PROBLEM SET:
[1] According to the court opinion about the El-Shifa plant, in what city and country was the plant hit by the missile strike?
[2] Go on writing the court opinion about the El-Shifa plant, picking up right after its last sentence.

TEXT PROVIDED:
El-Shifa Pharmaceutical Industries Co. v. United States

Opinion for the Court filed by Circuit Judge GRIFFITH.

Opinion concurring in the judgment in part and dissenting in part filed by Circuit Judge GINSBURG.

*581GRIFFITH, Circuit Judge:

In 1998, the President of the United States ordered a missile strike against a pharmaceutical plant in Sudan that he believed was connected to the terrorist activities of Osama bin Laden. The owners of the plant sued the United States, challenging several allegedly defamatory statements made by senior executive branch officials justifying the strike as well as the government’s failure to compensate them for the destruction of the plant. The district court dismissed plaintiffs’ complaint, and we affirm on the ground that it presents a nonjusticiable political question.

I.

Because we are asked to review the grant of a motion to dismiss, we treat the factual allegations in the complaint as true. Leatherman v. Tarrant County Narcotics Intelligence & Coordination Unit, 507 U.S. 163, 164, 113 S.Ct. 1160, 122 L.Ed.2d 517 (1993). In August 1998, the terrorist network led by Osama bin Laden bombed American embassies in Kenya and Tanzania. Days later, the United States responded with a missile strike against a pharmaceutical plant in North Khartoum, Sudan, owned by plaintiffs El-Shifa Pharmaceutical Industries Company (ElShifa) and Salah El Din Ahmed Mohammed Idris.

RECORDS PROVIDED:
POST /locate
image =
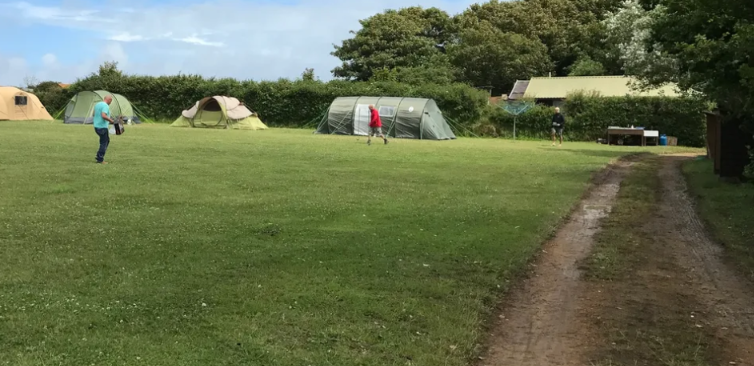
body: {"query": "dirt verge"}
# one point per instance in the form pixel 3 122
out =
pixel 539 323
pixel 657 291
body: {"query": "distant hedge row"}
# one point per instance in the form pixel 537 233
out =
pixel 286 103
pixel 587 118
pixel 282 103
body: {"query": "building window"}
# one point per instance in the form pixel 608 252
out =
pixel 386 111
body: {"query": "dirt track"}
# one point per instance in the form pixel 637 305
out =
pixel 549 319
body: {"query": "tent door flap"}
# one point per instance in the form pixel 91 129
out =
pixel 361 120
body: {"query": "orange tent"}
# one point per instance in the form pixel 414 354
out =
pixel 16 104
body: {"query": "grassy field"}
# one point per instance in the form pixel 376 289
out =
pixel 278 247
pixel 728 210
pixel 641 322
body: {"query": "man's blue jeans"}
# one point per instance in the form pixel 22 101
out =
pixel 104 140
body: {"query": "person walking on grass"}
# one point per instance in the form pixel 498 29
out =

OUTPUTS FOR THE TASKS:
[1] North Khartoum, Sudan.

[2]
President Clinton justified the attack by publicly claiming that the El-Shifa plant was a “terrorists’ base of operation” and “associated with the bin Laden network.” Consistent with this claim, high-ranking executive branch officials also stated their belief that bin Laden financed the plant, which was owned by the Sudan Military Industrial Complex Corporation, made no commercial products, and, most ominously, was involved in the production of chemical weapons. To support this latter accusation, the officials pointed to a soil sample from the plant that included a chemical known as Oethylmethyl phosphonothioic acid, referred to as EMPTA, which is used in the manufacture of nerve gas.

Plaintiffs allege the Clinton Administration was wrong on all counts about its justifications for striking the plant. Neither bin Laden nor the Sudan Military Industrial Complex Corporation had ties to the plant, no chemical weapons agents such as EMPTA were ever present, and the plant produced only medicinal products, including over half the pharmaceuticals used in Sudan.

Once they learned that their initial justifications for the attack were false, Clinton Administration officials offered a new explanation that portrayed Idris, the actual owner of the plant, as a friend and supporter of terrorists. In particular, and as reported in several newspapers, anonymous executive branch officials claimed Idris was linked to bin Laden. The Washington Post, for example, reported “one official” as saying, “What we’re learning about [Idris] leads us to suspect that he’s involved in money laundering, that he’s involved in representing a lot of bin Laden’s interests in Sudan.” Vernon Loeb & Bradley Graham, Sudan Plant Was Probed Months Before Attack, Wash. Post, Sept. 1, 1998, at A14. According to plaintiffs, these statements were false.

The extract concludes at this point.